Competition for Perceived Scarcity

We are conditioned to compete for scarce resources – we’ve been that way for many thousands of years. Of course, when we perceive something is scarce, we compete for it. This is why people panic buy and hoard. It’s just the same as rushing to get a seat on the train or getting your elbows out to get served at the bar.

To break the cycle, people need to understand what they are doing and also to ‘see’ that the resource isn’t scarce – this is where communication from authorities needs to be better.

Take a look – we’ve seen it during the COVID-19 throughout the start of the COVID-19 crisis the supermarkets and local shops were open and deliveries continued to arrive. The supply chain continued to work; it’s just not optimised for so many people buying more stuff than they need all at the same time.  And now, we have a rush on fuel. Again, there is plenty of fuel in the UK.

Here’s a different example which I came across in a Ted Talk recently and its similarities screamed at me. Bear with me….
Tucson, Arizona gets only 28 centimetres of rainfall each year. In 100 years, they have completely drained its river, which used to flow year-round. It is now dry and all the vegetation surrounding it is gone. Not only that, but they pumped out so much ground water, that the water table is now a huge 91 metres lower than it was 100 years ago!. But here’s the kicker, 28 centimetres of rain across the city is MORE water than the city uses each year. The problem is the wasting of the natural resource – letting rainwater flood away – and the perception of scarcity that is the problem. (See Ted Talk – ‘Planting the rain to grow abundance’).

What can we learn?

Individually none of us can convince the whole community to stop panic buying or competing for resources when there is a perceived scarcity – and you can bet shouting at people isn’t going to make them stop.

So, what should we do?

It’s tough! I think we can all get a little more imaginative about what we eat and where we shop; we can all do a little more to look after and help each other; and we can listen and adhere to expert advice.  Most importantly, we can open our eyes, help others open theirs and be a little more flexible in the way we live our lives. Perhaps most importantly, once we’re through this we might have learned a few things.

★ ★ ★ ★ ★

What you need to do
1. According to the text on perceived scarcity, why do people panic buy and hoard?
2. Starting with "We are conditioned" and going on through "at the bar.", write out that part of the text on perceived scarcity again, swapping "train" for "bus".

Provided material
★ ★ ★ ★ ★

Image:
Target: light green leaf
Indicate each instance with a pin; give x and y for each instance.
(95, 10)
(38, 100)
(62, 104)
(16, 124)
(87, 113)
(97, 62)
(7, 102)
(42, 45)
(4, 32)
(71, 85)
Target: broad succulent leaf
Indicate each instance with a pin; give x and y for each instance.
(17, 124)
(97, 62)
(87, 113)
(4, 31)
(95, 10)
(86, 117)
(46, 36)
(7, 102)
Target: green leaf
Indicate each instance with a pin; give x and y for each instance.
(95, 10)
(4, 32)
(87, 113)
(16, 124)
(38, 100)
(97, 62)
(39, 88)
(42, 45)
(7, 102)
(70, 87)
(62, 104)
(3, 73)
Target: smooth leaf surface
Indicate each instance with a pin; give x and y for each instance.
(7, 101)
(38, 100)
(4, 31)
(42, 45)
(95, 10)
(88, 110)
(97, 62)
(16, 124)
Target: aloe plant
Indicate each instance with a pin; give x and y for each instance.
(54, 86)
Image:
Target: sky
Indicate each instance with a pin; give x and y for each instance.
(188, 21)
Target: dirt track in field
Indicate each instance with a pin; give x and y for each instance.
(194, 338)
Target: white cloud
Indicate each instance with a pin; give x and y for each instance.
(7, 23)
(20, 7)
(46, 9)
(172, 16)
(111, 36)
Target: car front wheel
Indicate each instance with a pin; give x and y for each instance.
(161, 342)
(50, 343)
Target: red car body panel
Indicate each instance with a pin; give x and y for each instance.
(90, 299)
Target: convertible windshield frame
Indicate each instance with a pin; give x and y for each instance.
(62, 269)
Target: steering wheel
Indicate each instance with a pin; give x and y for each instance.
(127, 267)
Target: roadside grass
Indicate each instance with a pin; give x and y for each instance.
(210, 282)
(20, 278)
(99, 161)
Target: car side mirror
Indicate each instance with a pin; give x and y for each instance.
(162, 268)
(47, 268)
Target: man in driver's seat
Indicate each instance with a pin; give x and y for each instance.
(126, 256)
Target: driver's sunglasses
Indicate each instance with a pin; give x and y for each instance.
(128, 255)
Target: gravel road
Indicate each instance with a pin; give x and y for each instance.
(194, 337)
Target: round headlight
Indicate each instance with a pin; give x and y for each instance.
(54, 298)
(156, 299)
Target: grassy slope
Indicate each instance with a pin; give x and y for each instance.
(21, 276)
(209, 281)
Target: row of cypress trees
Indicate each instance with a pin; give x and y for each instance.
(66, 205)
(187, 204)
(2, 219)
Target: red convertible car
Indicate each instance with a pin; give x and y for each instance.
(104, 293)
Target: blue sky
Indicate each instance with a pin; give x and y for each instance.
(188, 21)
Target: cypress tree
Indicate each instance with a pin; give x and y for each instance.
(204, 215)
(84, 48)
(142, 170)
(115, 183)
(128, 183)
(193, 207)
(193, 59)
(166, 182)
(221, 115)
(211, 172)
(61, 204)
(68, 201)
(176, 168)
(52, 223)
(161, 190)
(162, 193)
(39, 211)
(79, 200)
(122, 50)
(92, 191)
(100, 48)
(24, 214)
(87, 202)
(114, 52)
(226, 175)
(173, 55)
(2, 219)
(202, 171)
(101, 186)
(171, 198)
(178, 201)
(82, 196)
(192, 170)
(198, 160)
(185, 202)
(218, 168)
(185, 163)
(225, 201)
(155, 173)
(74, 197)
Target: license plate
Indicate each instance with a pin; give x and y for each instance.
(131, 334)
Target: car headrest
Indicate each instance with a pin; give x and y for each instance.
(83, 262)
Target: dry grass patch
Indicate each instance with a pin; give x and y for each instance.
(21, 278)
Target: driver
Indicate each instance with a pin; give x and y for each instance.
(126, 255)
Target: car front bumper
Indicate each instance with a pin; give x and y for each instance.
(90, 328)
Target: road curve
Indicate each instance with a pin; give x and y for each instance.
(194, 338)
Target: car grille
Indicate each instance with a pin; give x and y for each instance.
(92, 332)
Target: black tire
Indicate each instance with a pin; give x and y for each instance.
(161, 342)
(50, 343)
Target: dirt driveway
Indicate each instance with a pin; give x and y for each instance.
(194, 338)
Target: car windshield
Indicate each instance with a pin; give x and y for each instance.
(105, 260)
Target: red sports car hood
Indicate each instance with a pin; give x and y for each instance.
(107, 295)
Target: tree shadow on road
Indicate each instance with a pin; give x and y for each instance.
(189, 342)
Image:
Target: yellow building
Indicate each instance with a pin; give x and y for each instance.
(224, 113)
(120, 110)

★ ★ ★ ★ ★

Results for the exercise
1. Because when people perceive something is scarce, they compete for it.

2.
We are conditioned to compete for scarce resources – we’ve been that way for many thousands of years. Of course, when we perceive something is scarce, we compete for it. This is why people panic buy and hoard. It’s just the same as rushing to get a seat on the bus or getting your elbows out to get served at the bar.